Action item: Copy every line of the records below, word for word, leaving nothing out and changing nothing.

___ Supplied material

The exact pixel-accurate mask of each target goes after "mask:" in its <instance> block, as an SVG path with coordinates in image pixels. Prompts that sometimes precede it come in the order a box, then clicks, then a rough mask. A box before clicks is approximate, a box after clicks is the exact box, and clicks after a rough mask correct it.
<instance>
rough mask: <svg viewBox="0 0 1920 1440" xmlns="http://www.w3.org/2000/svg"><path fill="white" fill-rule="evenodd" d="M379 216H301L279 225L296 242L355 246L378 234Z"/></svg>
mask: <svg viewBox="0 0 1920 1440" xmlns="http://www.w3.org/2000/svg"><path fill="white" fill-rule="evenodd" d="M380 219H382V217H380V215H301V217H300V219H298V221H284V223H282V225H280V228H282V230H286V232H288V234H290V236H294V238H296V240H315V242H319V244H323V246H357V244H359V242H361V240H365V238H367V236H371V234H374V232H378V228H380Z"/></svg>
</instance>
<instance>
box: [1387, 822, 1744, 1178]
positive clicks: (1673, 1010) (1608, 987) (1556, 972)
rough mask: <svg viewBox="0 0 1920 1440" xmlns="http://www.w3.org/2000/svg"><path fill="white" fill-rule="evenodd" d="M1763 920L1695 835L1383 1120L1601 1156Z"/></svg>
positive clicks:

______

Written response:
The exact pixel-accurate mask of each target goes after "mask:" in its <instance> block, as an SVG path with coordinates in image pixels. Prompts that sometimes precede it come in the order a box, then clicks, then a rough mask. A box before clicks is approximate, a box after clicks is the exact box, and clicks after a rough mask correct it.
<instance>
rough mask: <svg viewBox="0 0 1920 1440" xmlns="http://www.w3.org/2000/svg"><path fill="white" fill-rule="evenodd" d="M379 216H301L279 225L296 242L355 246L378 234Z"/></svg>
mask: <svg viewBox="0 0 1920 1440" xmlns="http://www.w3.org/2000/svg"><path fill="white" fill-rule="evenodd" d="M380 219H382V217H380V215H301V217H300V219H298V221H284V223H282V225H280V228H282V230H286V232H288V234H290V236H294V238H296V240H315V242H319V244H323V246H357V244H359V242H361V240H365V238H367V236H371V234H374V232H378V228H380Z"/></svg>
</instance>
<instance>
box: [1387, 822, 1744, 1178]
positive clicks: (1673, 1010) (1608, 987) (1556, 972)
rough mask: <svg viewBox="0 0 1920 1440" xmlns="http://www.w3.org/2000/svg"><path fill="white" fill-rule="evenodd" d="M1763 920L1695 835L1383 1120L1601 1156Z"/></svg>
positive clicks:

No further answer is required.